◆ Given exercise
Please render the material below as a Markdown table with the columns Row and Line, giving each line a numbered row, skipping blank lines and leaving out the pictures.

[Data items]
------------------------------------------------------------------------
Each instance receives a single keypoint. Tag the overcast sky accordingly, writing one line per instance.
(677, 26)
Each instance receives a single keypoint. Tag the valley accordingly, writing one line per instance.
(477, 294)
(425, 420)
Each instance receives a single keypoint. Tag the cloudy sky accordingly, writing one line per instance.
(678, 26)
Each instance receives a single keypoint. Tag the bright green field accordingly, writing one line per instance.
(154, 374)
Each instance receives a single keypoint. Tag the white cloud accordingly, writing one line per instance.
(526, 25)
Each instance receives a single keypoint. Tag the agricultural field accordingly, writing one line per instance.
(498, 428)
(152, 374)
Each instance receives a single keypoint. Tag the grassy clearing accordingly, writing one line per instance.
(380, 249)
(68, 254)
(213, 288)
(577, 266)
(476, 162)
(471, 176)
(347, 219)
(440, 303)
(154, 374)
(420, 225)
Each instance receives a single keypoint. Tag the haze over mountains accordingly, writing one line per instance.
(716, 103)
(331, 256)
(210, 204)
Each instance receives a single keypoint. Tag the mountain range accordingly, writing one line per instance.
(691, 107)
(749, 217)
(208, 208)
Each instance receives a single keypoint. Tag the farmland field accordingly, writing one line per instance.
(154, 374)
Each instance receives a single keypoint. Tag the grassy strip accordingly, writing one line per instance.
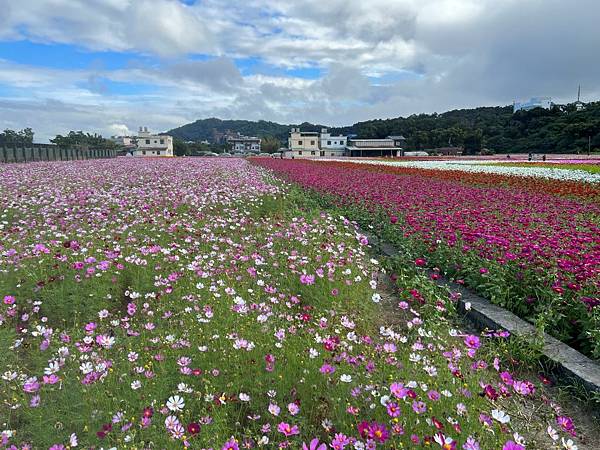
(262, 323)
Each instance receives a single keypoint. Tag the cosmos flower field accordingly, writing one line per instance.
(207, 304)
(528, 243)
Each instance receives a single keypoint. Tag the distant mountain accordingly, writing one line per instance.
(564, 128)
(209, 128)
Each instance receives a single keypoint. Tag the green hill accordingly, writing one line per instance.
(206, 129)
(559, 130)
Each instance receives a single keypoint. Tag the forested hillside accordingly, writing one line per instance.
(560, 130)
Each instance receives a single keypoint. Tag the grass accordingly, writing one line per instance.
(257, 312)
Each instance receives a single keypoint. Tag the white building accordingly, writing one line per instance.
(332, 145)
(534, 102)
(390, 146)
(244, 144)
(149, 144)
(302, 144)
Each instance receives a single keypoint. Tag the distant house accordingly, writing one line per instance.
(302, 144)
(534, 102)
(390, 146)
(244, 144)
(331, 145)
(446, 151)
(311, 144)
(149, 144)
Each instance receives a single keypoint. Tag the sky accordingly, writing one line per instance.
(110, 66)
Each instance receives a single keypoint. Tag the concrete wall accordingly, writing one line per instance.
(46, 152)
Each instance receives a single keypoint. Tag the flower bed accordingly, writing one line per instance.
(485, 167)
(534, 253)
(199, 304)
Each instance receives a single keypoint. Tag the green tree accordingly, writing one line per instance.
(270, 144)
(12, 137)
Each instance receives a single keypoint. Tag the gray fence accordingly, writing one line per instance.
(48, 152)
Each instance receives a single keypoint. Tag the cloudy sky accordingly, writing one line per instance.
(111, 65)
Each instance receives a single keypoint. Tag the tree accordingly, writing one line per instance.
(473, 141)
(79, 139)
(22, 137)
(270, 144)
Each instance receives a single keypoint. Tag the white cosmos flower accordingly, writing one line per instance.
(500, 416)
(86, 367)
(175, 403)
(170, 422)
(475, 166)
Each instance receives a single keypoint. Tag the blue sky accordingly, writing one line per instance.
(109, 66)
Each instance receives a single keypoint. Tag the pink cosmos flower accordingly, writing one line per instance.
(327, 368)
(393, 409)
(314, 445)
(472, 341)
(419, 407)
(231, 444)
(287, 429)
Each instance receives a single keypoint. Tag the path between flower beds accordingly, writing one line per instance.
(571, 365)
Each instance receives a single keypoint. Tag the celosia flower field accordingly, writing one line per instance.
(200, 303)
(535, 253)
(549, 171)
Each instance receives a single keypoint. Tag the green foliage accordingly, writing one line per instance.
(560, 130)
(205, 129)
(12, 137)
(270, 144)
(81, 139)
(497, 128)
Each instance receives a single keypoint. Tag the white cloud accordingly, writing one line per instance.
(425, 55)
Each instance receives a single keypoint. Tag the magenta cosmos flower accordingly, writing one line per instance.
(287, 429)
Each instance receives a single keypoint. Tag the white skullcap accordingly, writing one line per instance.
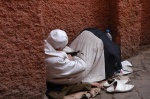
(58, 38)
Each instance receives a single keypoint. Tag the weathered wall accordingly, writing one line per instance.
(22, 31)
(145, 23)
(129, 26)
(22, 72)
(75, 15)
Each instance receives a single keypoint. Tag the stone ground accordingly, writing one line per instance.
(140, 78)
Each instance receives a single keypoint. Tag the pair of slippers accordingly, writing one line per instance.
(126, 68)
(118, 84)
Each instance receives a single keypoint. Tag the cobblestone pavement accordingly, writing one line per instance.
(140, 78)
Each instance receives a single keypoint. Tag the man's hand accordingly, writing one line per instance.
(70, 57)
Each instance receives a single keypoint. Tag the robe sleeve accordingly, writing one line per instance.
(58, 67)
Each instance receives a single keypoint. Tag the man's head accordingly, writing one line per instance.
(58, 39)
------------------------------------------------------------------------
◆ The solution
| Row | Line |
|---|---|
| 1 | Each instance receives a single keypoint. Tag the overcast sky accordingly, writing one line per instance. |
| 2 | (677, 26) |
| 3 | Each instance receives a single keypoint. Tag the valley accordingly, writing one line per instance. |
| 4 | (477, 294) |
| 5 | (425, 420) |
| 6 | Each instance receives a single keypoint. Tag the cloudy sky accordingly, writing one line per instance. |
| 7 | (678, 26) |
| 8 | Each instance receives a single keypoint. Tag the bright green field accordingly, writing one line per instance. |
| 9 | (154, 374) |
| 10 | Each instance receives a single keypoint. Tag the white cloud accordingly, writing one line per instance. |
| 11 | (526, 25) |
| 12 | Each instance receives a single keypoint. Tag the agricultural field accordingly, writing one line per instance. |
| 13 | (498, 428) |
| 14 | (152, 374) |
| 15 | Each instance receives a single keypoint. Tag the grassy clearing accordingly, writing one line per instance. |
| 16 | (380, 249) |
| 17 | (68, 254) |
| 18 | (213, 288) |
| 19 | (577, 266) |
| 20 | (476, 162) |
| 21 | (471, 176) |
| 22 | (347, 219) |
| 23 | (440, 303) |
| 24 | (154, 374) |
| 25 | (420, 225) |
| 26 | Each instance receives a single keypoint. Tag the haze over mountains accordingly, writing one line per instance. |
| 27 | (716, 103) |
| 28 | (331, 256) |
| 29 | (210, 204) |
| 30 | Each instance receives a single keypoint. Tag the mountain range accordingly, writing one line per instance. |
| 31 | (691, 107) |
| 32 | (749, 217) |
| 33 | (208, 208) |
| 34 | Each instance receives a single keypoint. Tag the farmland field accordingly, writing one line per instance. |
| 35 | (154, 374) |
| 36 | Each instance receives a single keypoint. Tag the grassy strip accordingly, writing one line per instance. |
| 37 | (262, 323) |
| 38 | Each instance receives a single keypoint. Tag the cosmos flower field accordingly, writing one line per instance. |
| 39 | (207, 304) |
| 40 | (528, 243) |
| 41 | Each instance receives a single keypoint. Tag the distant mountain accordingly, writing one line per instance. |
| 42 | (564, 128) |
| 43 | (209, 128) |
| 44 | Each instance receives a single keypoint. Tag the green hill accordingly, writing one line per instance. |
| 45 | (206, 129) |
| 46 | (559, 130) |
| 47 | Each instance receives a single keypoint. Tag the forested hillside accordingly, writing one line per instance. |
| 48 | (560, 130) |
| 49 | Each instance receives a single keypoint. Tag the grass accordingly, writing one line per instance. |
| 50 | (257, 312) |
| 51 | Each instance receives a single keypoint. Tag the white building accordingly, writing one line per instance. |
| 52 | (332, 145) |
| 53 | (534, 102) |
| 54 | (390, 146) |
| 55 | (244, 144) |
| 56 | (149, 144) |
| 57 | (302, 144) |
| 58 | Each instance receives a single keypoint. Tag the distant house accordingly, writing one line per instance. |
| 59 | (302, 144) |
| 60 | (534, 102) |
| 61 | (390, 146) |
| 62 | (244, 144) |
| 63 | (331, 145) |
| 64 | (446, 151) |
| 65 | (311, 144) |
| 66 | (149, 144) |
| 67 | Each instance receives a single keypoint. Tag the sky accordingly, writing one line per instance. |
| 68 | (110, 66) |
| 69 | Each instance receives a single keypoint. Tag the concrete wall accordingly, writing one line per instance. |
| 70 | (46, 152) |
| 71 | Each instance receives a single keypoint. Tag the flower bed accordingly, writing one line per instance. |
| 72 | (485, 167) |
| 73 | (534, 253) |
| 74 | (199, 304) |
| 75 | Each instance receives a single keypoint. Tag the green tree accordingly, writing one line per instance. |
| 76 | (270, 144) |
| 77 | (12, 137) |
| 78 | Each instance receives a single keypoint. Tag the gray fence accordingly, writing one line per instance. |
| 79 | (48, 152) |
| 80 | Each instance receives a single keypoint. Tag the cloudy sky accordingly, writing one line per instance. |
| 81 | (111, 65) |
| 82 | Each instance receives a single keypoint. Tag the tree accordingly, writing one line per instance. |
| 83 | (473, 141) |
| 84 | (79, 139) |
| 85 | (22, 137) |
| 86 | (270, 144) |
| 87 | Each instance receives a single keypoint. Tag the white cosmos flower accordingly, writing one line per instance. |
| 88 | (500, 416) |
| 89 | (86, 367) |
| 90 | (175, 403) |
| 91 | (170, 422) |
| 92 | (475, 166) |
| 93 | Each instance receives a single keypoint. Tag the blue sky accordingly, writing one line per instance. |
| 94 | (109, 66) |
| 95 | Each instance receives a single keypoint. Tag the pink cosmos flower accordingly, writing one line per instance. |
| 96 | (327, 368) |
| 97 | (393, 409) |
| 98 | (314, 445) |
| 99 | (472, 341) |
| 100 | (419, 407) |
| 101 | (231, 444) |
| 102 | (287, 429) |
| 103 | Each instance receives a single keypoint. Tag the path between flower beds accordingly, writing one line per instance. |
| 104 | (571, 365) |
| 105 | Each instance receives a single keypoint. Tag the celosia flower field accordingly, writing one line per instance. |
| 106 | (200, 303) |
| 107 | (535, 253) |
| 108 | (549, 171) |
| 109 | Each instance receives a single keypoint. Tag the green foliage accordingly, writing one line per instance. |
| 110 | (560, 130) |
| 111 | (205, 129) |
| 112 | (12, 137) |
| 113 | (270, 144) |
| 114 | (81, 139) |
| 115 | (497, 128) |
| 116 | Each instance receives a single keypoint. Tag the white cloud accordingly, writing one line per instance. |
| 117 | (425, 55) |
| 118 | Each instance receives a single keypoint. Tag the magenta cosmos flower accordingly, writing one line per instance. |
| 119 | (287, 429) |
| 120 | Each instance receives a single keypoint. Tag the white skullcap accordingly, writing one line per instance. |
| 121 | (58, 38) |
| 122 | Each instance receives a single keypoint. Tag the weathered wall accordingly, writing one line per instance. |
| 123 | (22, 31) |
| 124 | (145, 23) |
| 125 | (129, 26) |
| 126 | (22, 72) |
| 127 | (75, 15) |
| 128 | Each instance receives a single keypoint. Tag the stone ground accordingly, writing one line per instance. |
| 129 | (140, 78) |
| 130 | Each instance receives a single keypoint. Tag the pair of slippers accordingly, writing one line per instance. |
| 131 | (126, 68) |
| 132 | (118, 84) |
| 133 | Each instance receives a single keypoint. Tag the cobblestone pavement accordingly, writing one line per instance. |
| 134 | (140, 78) |
| 135 | Each instance receives a single keypoint. Tag the man's hand accordingly, writing one line per instance. |
| 136 | (70, 57) |
| 137 | Each instance receives a single keypoint. Tag the robe sleeve accordingly, writing one line per instance. |
| 138 | (58, 67) |
| 139 | Each instance receives a single keypoint. Tag the man's head accordingly, writing one line per instance. |
| 140 | (58, 39) |